*** Reading text ***
Today is the last day of summer. Perhaps figuratively, too. This week, a piece I wrote appeared on the Huffington Post, 44 and Pregnant?, and it stirred a flurry of comments, emotions, private emails, and lot’s of questions and speculations on my Facebook pages. The punchline, it turns out, is menopause. Fitting that September is Menopause Awareness Month!
So as summer creeps into fall outside, it seems it’s also happening within me. Many women reached out to me saying that they have experienced the same moments of wondering and worrying, dreaming and freaking out, that I talk about in 44 and Pregnant. Did you know that women between 40-44 years old account for the second highest unintended pregnancy rate? It’s shocking to think I’m even in the age category to be talking about the “M” word let alone be experiencing the precursors to “The Change.”
Menopause is medically defined as cessation of menstruation for one full year, but every woman’s different and our bodies may start seeing a range of symptoms in the decade or so leading up to menopause, called perimenopause. The Menopause Awareness Month site says: “There are 34 different symptoms of menopause. Some physical. Some physiological. Some psychological. All frustrating and debilitating.”
On the list of exciting possible symptoms include: mood changes and mood swings (that’s always a joy), joint pains, irregular and erratic periods, insomnia, memory loss, itchy skin, headaches, weight gain, and the ever-so-famous hot flashes …. And have you ever experience night sweats? There’s nothing like waking up slippery and soaking. (If it happened to you after your babies were born, you’ve gotten a peek into the future fun.) Oh, and as an added bonus, with menopause, women’s chances of osteoporosis and heart attack increase.
*** Dataset ***
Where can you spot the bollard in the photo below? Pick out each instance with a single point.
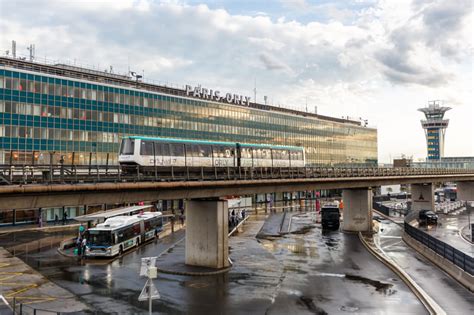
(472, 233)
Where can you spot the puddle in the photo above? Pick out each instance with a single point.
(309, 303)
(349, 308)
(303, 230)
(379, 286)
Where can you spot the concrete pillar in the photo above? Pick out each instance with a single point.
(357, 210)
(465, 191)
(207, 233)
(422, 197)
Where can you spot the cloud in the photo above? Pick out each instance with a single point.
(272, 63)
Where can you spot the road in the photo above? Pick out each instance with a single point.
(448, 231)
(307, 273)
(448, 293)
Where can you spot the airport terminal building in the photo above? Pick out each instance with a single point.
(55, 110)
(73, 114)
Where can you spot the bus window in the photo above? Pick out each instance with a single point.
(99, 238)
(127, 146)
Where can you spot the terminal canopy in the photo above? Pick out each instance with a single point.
***
● **What you need to do**:
A: In the passage on menopause, what is the medical definition of menopause?
B: Write the next part of the passage on menopause, picking up after its final sentence.
The items were taken from a different source than the passage on menopause.

● **Answers below**:
A: Cessation of menstruation for one full year.

B:
As a northeasterner my whole life, I’ve always said that I love the four seasons, the changing air, temperatures, colors, and ways of life as the year circles round. So on this, the last day of summer, my optimistic nature also makes me look at perimenopause with a positive lens. What comes next? While the symptoms might be difficult, annoying, and worse, what will life bring as I age? I enjoyed life with three of my four grandparents all of whom lived into their mid-late 90′s. I want to live long and see my grandchildren have children, I want to be a great grandmother, too. I feel so blessed that my own kids knew my grandparents so well.
I watch my mother and women her age, and older, who are so vibrant, active, and who are living life fully and giving much to others and the world around them. The autumn of life brings an easing of the daily tasks that life with children at home and active schedules brings, it affords more leisure, more time to slow down and do things you care about most. That’s a lifestyle I aspire to, and I try to implement those lessons now, instead of waiting for later.